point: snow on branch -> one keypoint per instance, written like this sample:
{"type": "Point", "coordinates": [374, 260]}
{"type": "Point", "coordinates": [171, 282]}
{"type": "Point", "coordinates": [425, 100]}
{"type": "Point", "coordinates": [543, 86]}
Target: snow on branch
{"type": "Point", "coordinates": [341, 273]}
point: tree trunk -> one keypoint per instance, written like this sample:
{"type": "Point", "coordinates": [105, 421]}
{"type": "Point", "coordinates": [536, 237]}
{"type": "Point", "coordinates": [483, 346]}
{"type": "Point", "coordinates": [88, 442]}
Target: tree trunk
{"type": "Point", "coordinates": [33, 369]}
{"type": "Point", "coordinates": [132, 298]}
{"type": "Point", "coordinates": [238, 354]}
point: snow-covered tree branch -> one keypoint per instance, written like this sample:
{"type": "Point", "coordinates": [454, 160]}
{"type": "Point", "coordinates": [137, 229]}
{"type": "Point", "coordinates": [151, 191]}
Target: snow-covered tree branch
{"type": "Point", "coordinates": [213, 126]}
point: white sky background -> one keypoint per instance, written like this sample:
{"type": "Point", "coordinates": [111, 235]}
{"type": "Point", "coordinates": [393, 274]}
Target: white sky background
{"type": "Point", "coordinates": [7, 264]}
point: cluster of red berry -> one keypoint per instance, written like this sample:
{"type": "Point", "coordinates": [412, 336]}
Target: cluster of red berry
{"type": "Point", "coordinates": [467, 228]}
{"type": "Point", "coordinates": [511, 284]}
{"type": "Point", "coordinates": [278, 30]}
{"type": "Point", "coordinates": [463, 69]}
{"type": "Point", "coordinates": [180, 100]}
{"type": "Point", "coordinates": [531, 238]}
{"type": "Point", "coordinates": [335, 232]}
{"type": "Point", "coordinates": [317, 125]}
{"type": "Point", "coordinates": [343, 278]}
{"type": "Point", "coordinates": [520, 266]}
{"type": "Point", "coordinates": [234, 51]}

### ABOUT THIS EXERCISE
Show each line of the material that includes the word "instance".

### SOLUTION
point: snow on branch -> one keypoint per instance, written like this sample:
point: tree trunk -> one keypoint per instance, written like this sample:
point: snow-covered tree branch -> one keypoint per instance, written like this sample:
point: white sky background -> one keypoint per instance, written like this sample:
point: cluster of red berry -> one keypoint per instance, written like this sample:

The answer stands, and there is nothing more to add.